◆ Testo di lettura:
· · · ·

Negli ospedali mancano gli equipaggiamenti, mentre si moltiplicano le sfide, dal morbillo alla polio 

 

“Vedete questa bambina? Una paziente così piccola avrebbe bisogno di una pompa per infusione endovenosa che assicuri di somministrarle una quantità di liquidi non troppo abbondante. Qui non ce l’abbiamo. E l’incubatrice? Il dispositivo per riscaldare era rotto, ho recuperato dei pezzi e l’ho sistemato da solo”. A raccontarlo allo staff dell’Oms è il dottor Atiqullah Halimi, pediatra dell’unità di terapia intensiva neonatale del Malalay Maternity Hospital di Kabul.

Scarsi gli equipaggiamenti, assente la manutenzione: di questi problemi si occupava una Ong tedesca fino ad agosto, finché i taleban non sono arrivati nella capitale. Da allora molti operatori umanitari internazionali hanno lascito il Paese. Non è un’eccezione nemmeno il fatto che il dottor Halimi, di sera, porti la cena al personale del turno di notte, che altrimenti rimarrebbe senza mangiare. La struttura non ha più cibo per dipendenti né pazienti. C’è carenza di personale, di forniture, persino di carburante ed elettricità nel sistema sanitario dell’Emirato islamico al collasso.

Ciò che invece proprio non manca sono le sfide da affrontare in corsia. La lista è lunga, disarmante, inversamente proporzionale alle forze sul campo: diverse le epidemie in corso, morbillo, polio, febbre dengue, focolai di diarrea acuta, e, ovviamente, la pandemia. Rispetto a quest’ultima l’Oms riferisce di casi sottostimati, pochi tamponi e solo 40 squadre di risposta rapida Covid (Rrt) rispetto alle 307 operative fino a luglio.

Un’epidemia di morbillo è attiva da inizio anno, un focolaio di febbre dengue da fine settembre. Un po’ di speranza arriva dalla lotta alla polio: lunedì Oms e Unicef hanno avviato una nuova campagna di immunizzazione, la seconda da agosto. In queste ore si stanno raggiungendo bambini in zone in passato inaccessibili. Pessime, invece, le notizie che giungono dal fronte della malnutrizione: l’Oms stima che 1 milione di bambini sotto i cinque anni rischi la vita, ma anche oltre la metà della popolazione afghana – una cifra record di 22,8 milioni di persone – affronterà un’insicurezza alimentare acuta ad inizio 2022.

Lo ha ricordato ieri anche la vice ministra degli Esteri, Marina Sereni, in un convegno a Trento. Nelle stesse ore arrivava la notizia dell’aumento del prezzo del pane, dopo quelli di olio, farina e altri alimenti.

· · · ·

◆ Consegna A: Nel testo sulla sanità in Afghanistan, quante squadre di risposta rapida Covid restano attive secondo l'Oms?
◆ Consegna B: Prosegui il testo sulla sanità in Afghanistan a partire dall'ultima frase riportata.
I record non servono.

◆ Record estratti:

· · · ·

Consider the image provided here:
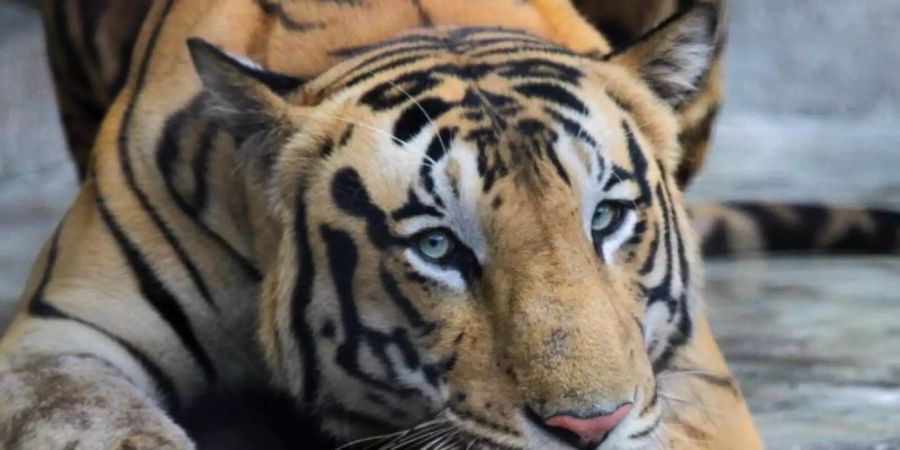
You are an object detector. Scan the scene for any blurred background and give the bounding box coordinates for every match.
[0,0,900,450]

· · · ·

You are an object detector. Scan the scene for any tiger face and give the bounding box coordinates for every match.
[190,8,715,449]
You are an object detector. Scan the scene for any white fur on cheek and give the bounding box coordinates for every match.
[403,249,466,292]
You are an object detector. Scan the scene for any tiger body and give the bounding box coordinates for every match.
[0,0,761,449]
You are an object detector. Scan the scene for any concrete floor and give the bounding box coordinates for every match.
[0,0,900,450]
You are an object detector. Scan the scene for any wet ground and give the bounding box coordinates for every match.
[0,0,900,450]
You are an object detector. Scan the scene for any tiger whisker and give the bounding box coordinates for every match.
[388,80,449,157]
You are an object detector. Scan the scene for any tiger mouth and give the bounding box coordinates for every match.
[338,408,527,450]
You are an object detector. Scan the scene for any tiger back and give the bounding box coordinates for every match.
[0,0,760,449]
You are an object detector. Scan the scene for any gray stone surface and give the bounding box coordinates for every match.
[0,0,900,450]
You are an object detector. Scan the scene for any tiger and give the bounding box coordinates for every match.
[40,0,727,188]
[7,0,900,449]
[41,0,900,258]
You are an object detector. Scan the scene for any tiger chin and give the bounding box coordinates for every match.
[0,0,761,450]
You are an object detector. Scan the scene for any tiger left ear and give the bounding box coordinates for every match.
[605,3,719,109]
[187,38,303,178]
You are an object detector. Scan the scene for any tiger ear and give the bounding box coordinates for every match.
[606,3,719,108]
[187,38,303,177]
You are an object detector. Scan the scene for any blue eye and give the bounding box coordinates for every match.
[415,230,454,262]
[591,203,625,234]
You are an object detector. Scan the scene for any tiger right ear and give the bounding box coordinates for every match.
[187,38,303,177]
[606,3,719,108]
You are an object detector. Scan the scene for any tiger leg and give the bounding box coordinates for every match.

· · · ·

◆ Risposta A: Solo 40, contro le 307 operative fino a luglio.

◆ Risposta B:
A pesare in maniera diretta su salute e alimentazione ma, in fondo, su ogni singolo aspetto della vita, è, sin dall’avanzata taleban, la sospensione repentina degli aiuti internazionali, che prima finanziavano il 75% delle spese del governo. L’Occidente teme che gli aiuti finiscano nelle mani sbagliate, ma l’attuale regime di sanzioni contro i leader taleban rende arduo prevenire il collasso. Circa 60 milioni di dollari sono stati affidati a Oms e Unicef per sostenere oltre 2.000 strutture sanitarie (ma non i centri Covid) fino a gennaio.

Non si sa cosa accadrà dopo. Altri 280 milioni di dollari dovrebbero venire erogati a breve dalla Banca mondiale a Pam e Unicef per gli stipendi di medici e infermieri. Di fronte a dubbi e resistenze dei Paesi donatori, sostenere la sanità dovrebbe essere più praticabile: da anni la fornitura di servizi medici è assicurata da contratti con Ong nazionali ed estere, bypassando il ministero della Salute.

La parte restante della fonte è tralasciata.